* BEGIN DOCUMENT SECTION *

The great conflagration which destroyed the Palace was on the night of Thursday, October 16, 1834. The Whig Ministry, under Earl Grey, that carried the Reform Act of 1832, broke up in July on the question of appropriating a portion of the revenues of the Church in Ireland to secular purposes, and was succeeded by another Whig Administration with Lord Melbourne as Prime Minister. Parliament was prorogued on August 15th by King William IV in person. It was to meet again on October 23rd. When that day came the ancient Palace of Westminster was a thing of the past. At first it was thought the fire was the work of political incendiaries. But a Committee of the Privy Council found, after a long and searching investigation, that it was due solely to human stupidity. An immense quantity of old wooden “tallies” or notched sticks, originally used as receipts for sums paid into the Exchequer, had accumulated at Westminster, and, after the abolition of this barbaric mode of keeping the national accounts and the substitution of pens, ink and paper, in 1826, the sticks were used as firewood in the Government offices. As the room in which the remaining “tallies” were stored at Westminster was required for another purpose, two men were employed all day, on October 16, 1834, in getting rid of the sticks by burning them in the stove under the House of Lords by which that Chamber was heated. At five o’clock they went home. At half-past six the House of Lords was found to be on fire. The heat from the over-charged flues had ignited the panelling of the Chamber. The progress of the flames could not be stayed, and gradually the conflagration swept over the whole mass of buildings. Thus did the ancient Palace of Westminster disappear through an act of almost incredible carelessness. All that remained of the historic fabric were the cloisters of the old St. Stephen’s Chapel (or House of Commons), the crypt beneath the Chapel, in which the Speaker used to entertain Members at dinners and other social functions, and, happily, Westminster Hall, with its centuried associations of great men and historic deeds. Practically everything else was destroyed, including the Throne in the House of Lords and the Chair in the House of Commons.

* END DOCUMENT SECTION *
* BEGIN TASK MATERIAL *

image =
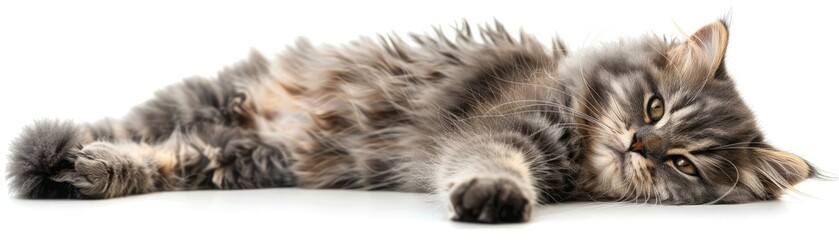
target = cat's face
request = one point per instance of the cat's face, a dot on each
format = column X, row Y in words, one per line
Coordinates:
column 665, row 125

* END TASK MATERIAL *
* BEGIN TASK MATERIAL *

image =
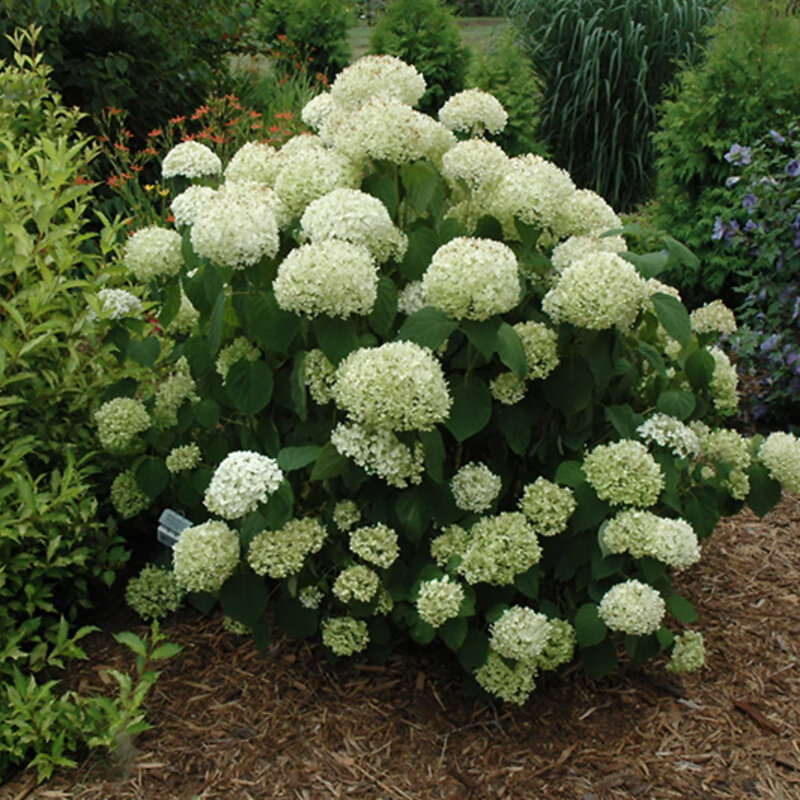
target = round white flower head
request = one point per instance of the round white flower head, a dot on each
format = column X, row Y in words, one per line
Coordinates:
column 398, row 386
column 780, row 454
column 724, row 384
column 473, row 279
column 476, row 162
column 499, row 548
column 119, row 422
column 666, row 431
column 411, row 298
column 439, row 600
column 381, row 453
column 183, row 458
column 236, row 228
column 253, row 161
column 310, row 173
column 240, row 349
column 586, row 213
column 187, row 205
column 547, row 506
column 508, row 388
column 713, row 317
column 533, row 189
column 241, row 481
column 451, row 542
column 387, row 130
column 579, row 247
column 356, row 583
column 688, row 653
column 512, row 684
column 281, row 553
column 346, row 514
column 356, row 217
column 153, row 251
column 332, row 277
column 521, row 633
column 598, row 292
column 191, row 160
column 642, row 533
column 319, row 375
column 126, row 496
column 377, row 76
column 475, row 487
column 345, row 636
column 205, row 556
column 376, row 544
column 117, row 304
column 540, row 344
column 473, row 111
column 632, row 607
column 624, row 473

* END TASK MATERIAL *

### WHAT THIS EXERCISE ASKS:
- A) Pull out every line of the records that contains the word "request", treating uppercase and lowercase letters as different.
- B) Carry the account of the 1834 fire at the Palace of Westminster further, picking up right after its final sentence.

### RESPONSES TO THE TASKS:
- A)
request = one point per instance of the cat's face, a dot on each
request = one point per instance of the round white flower head, a dot on each

- B)
On October 23, 1834, the day appointed for the reassembling of Parliament, the two Houses met for a brief and formal sitting amid acres of still smouldering ruins, the Lords within the charred walls of their library, and the Commons in an adjoining committee-room. It was decided temporarily to fit up the House of Lords for the use of the Commons, and the Painted Chamber for the use of the Lords, and a sum of £30,000 was voted for the purpose. A Royal Commission was also appointed to superintend the construction of a new Palace of Westminster. Parliament then adjourned. On November 14th King William dismissed the Melbourne Ministry, and Sir Robert Peel was commanded to form a new Administration. On the advice of the Prime Minister, the King dissolved Parliament on December 29th, and the new Parliament met on February 19, 1835, in the temporary buildings, which continued to be used till the completion of the present Palace of Westminster.

3

Among the immense crowd which witnessed the grand and terrible spectacle of the burning of the old Houses of Parliament on that night in October 1834 was an architect named Charles Barry. He had known and loved the ancient and historic pile from his earliest years, for, born in 1795, the son of a stationer who had a shop in Bridge Street, opposite the Houses of Parliament, he had grown to manhood under its very shadow. Parliament decided to have an open competition for designs of the new legislative buildings. The only condition imposed was that the style should be either Gothic or Elizabethan. As many as ninety-seven architects entered the lists. The successful competitor was Barry for his Gothic plan. He was forty years old at the time. In superintending the building and internal decoration of the Palace—subject to the control of the Royal Commission—Barry was assisted by Augustus Welby Pugin, another architect and an authority on the Gothic style. Hume’s idea of removing the Houses of Parliament to the Green Park was revived, but the historic associations of Westminster made too great an appeal. Moreover, was not the Duke of Wellington of opinion—far-seeing man that he was—that the site by the river was the best, as it would be fool-hardy to have the Houses of Parliament accessible on all sides to an attacking mob?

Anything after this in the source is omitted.